- _Task item_
According to the guide on integrating Cycles with OpenAI in TypeScript, what is thrown when the budget is exhausted?

- _Text under study_
◆ ◆ ◆ ◆
Integrating Cycles with OpenAI (TypeScript)

This guide shows how to guard OpenAI API calls with Cycles budget reservations in TypeScript, including streaming support and caps-aware completions.

For the Python version, see Integrating with OpenAI (Python).

Prerequisites

A running Cycles stack with a tenant, API key, and budget (Deploy the Full Stack)
Node.js 20+

Installation

bash

npm install runcycles openai

bash

export CYCLES_BASE_URL="http://localhost:7878"
export CYCLES_API_KEY="cyc_live_..."
export OPENAI_API_KEY="sk-..."

60-Second Quick Start

typescript

import OpenAI from "openai";
import { CyclesClient, CyclesConfig, withCycles } from "runcycles";

const cycles = new CyclesClient(CyclesConfig.fromEnv());
const openai = new OpenAI();

const ask = withCycles(
  {
    client: cycles,
    actionKind: "llm.completion",
    actionName: "gpt-4o",
    estimate: () => 1_500_000,
    actual: (r: OpenAI.ChatCompletion) =>
      (r.usage?.prompt_tokens ?? 0) * 250 + (r.usage?.completion_tokens ?? 0) * 1_000,
  },
  async (prompt: string) => {
    return openai.chat.completions.create({
      model: "gpt-4o",
      messages: [{ role: "user", content: prompt }],
    });
  },
);

const response = await ask("What is budget authority?");
console.log(response.choices[0].message.content);

Budget is reserved before the call and committed with actual token cost after. If budget is exhausted, BudgetExceededError is thrown before the OpenAI call is made.

Non-streaming calls with withCycles

Use the withCycles higher-order function to wrap OpenAI calls with automatic reserve → execute → commit:

typescript

import OpenAI from "openai";
import {
  CyclesClient, CyclesConfig, withCycles,
  setDefaultClient, getCyclesContext, BudgetExceededError,
} from "runcycles";

const cyclesClient = new CyclesClient(CyclesConfig.fromEnv());
setDefaultClient(cyclesClient);

const openai = new OpenAI();

// GPT-4o pricing (microcents per token)
◆ ◆ ◆ ◆
- _Given information_
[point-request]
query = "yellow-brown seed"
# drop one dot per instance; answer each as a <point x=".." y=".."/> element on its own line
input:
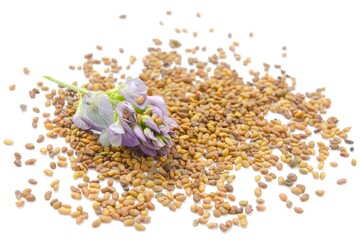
◆ ◆ ◆ ◆
- _Answer section_
BudgetExceededError is thrown before the OpenAI call is made.